→ **ABOUT THIS EXERCISE**:
Return every entry below exactly as written.

Stored data entries:
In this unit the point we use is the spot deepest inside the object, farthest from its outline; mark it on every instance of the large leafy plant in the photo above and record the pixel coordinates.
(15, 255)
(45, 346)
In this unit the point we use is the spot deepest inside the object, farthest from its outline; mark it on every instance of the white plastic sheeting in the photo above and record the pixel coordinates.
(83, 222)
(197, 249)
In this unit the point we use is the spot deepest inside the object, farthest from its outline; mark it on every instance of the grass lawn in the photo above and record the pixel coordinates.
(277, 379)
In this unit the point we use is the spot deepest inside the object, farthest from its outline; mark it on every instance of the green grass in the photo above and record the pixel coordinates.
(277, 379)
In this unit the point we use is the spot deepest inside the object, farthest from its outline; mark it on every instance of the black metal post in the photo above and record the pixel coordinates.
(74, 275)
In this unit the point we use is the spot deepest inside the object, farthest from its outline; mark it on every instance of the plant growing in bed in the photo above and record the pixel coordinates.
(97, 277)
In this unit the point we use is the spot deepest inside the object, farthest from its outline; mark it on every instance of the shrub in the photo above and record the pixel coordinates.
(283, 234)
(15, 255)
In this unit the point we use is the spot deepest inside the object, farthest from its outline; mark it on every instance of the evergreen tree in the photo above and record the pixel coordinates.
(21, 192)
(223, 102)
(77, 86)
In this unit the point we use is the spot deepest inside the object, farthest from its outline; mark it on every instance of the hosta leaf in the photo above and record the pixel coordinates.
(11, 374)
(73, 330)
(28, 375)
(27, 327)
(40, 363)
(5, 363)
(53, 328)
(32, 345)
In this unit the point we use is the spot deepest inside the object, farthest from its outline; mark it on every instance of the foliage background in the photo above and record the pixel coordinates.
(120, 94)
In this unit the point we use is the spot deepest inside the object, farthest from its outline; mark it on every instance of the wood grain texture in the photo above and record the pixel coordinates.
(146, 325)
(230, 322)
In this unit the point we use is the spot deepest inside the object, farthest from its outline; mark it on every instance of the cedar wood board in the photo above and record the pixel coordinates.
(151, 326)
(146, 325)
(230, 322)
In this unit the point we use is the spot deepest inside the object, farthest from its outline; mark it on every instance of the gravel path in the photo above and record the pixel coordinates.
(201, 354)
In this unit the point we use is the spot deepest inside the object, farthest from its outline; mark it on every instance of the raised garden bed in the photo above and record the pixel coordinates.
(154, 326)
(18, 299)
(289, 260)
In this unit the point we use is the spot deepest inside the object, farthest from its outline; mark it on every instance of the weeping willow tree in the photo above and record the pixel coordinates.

→ **YOUR SOLUTION**:
In this unit the point we use is the spot deepest inside the object, farthest from its outline; mark it on every instance of the large leafy plant in the photo above and record the pixel coordinates.
(15, 255)
(45, 346)
In this unit the point we use is the spot deepest inside the object, farthest from its outline; mark it on every instance of the white plastic sheeting in the photo above and record the pixel coordinates.
(83, 222)
(197, 249)
In this unit the point we use is the spot deepest inside the object, farthest from its outline; mark it on every instance of the grass lawn in the photo above and record the pixel coordinates.
(277, 379)
In this unit the point we use is the spot deepest inside the object, farthest from its outline; mark it on every instance of the green grass in the photo above and record the pixel coordinates.
(277, 379)
In this unit the point we use is the spot deepest inside the object, farthest from its outline; mark it on every instance of the black metal post in the photo above and record the pixel coordinates.
(74, 275)
In this unit the point we use is the spot deepest inside the object, farthest from its outline; mark it on every instance of the plant growing in bed in the photo above and record the pixel coordinates.
(97, 277)
In this unit the point we use is the spot deepest inside the object, farthest from its outline; mark it on every instance of the shrub in the photo above and record the pixel coordinates.
(283, 234)
(15, 255)
In this unit the point we use is the spot deepest inside the object, farthest from its outline; mark it on every instance of the evergreen tree in the photo above and record the pixel coordinates.
(21, 192)
(223, 102)
(77, 86)
In this unit the point we use is the spot deepest inside the object, farthest from its outline; mark it on every instance of the hosta leaf in the photo above and record the pixel coordinates.
(11, 374)
(73, 330)
(28, 375)
(27, 327)
(40, 363)
(5, 363)
(53, 328)
(32, 345)
In this unit the point we use is the spot deepest inside the object, farthest from its outline; mark it on every instance of the foliage background in the photo above and record the pixel coordinates.
(120, 94)
In this unit the point we use is the spot deepest inside the object, farthest from its outline; mark it on every instance of the wood grain texture in the photo above and record the pixel coordinates.
(146, 325)
(230, 322)
In this unit the point we use is the spot deepest inside the object, farthest from its outline; mark it on every instance of the cedar wood board in the photo above and record the pixel coordinates.
(151, 326)
(146, 325)
(230, 322)
In this unit the point we use is the spot deepest inside the object, farthest from its outline; mark it on every instance of the gravel path in the photo above and record the pixel coordinates.
(201, 354)
In this unit the point we use is the spot deepest inside the object, farthest from its outline; mark it on every instance of the raised garden bed in the photo above and record the pixel coordinates.
(154, 326)
(18, 299)
(289, 260)
In this unit the point we use is the spot deepest inside the object, farthest from its outline; mark it on every instance of the weeping willow tree in the photo above and record the pixel coordinates.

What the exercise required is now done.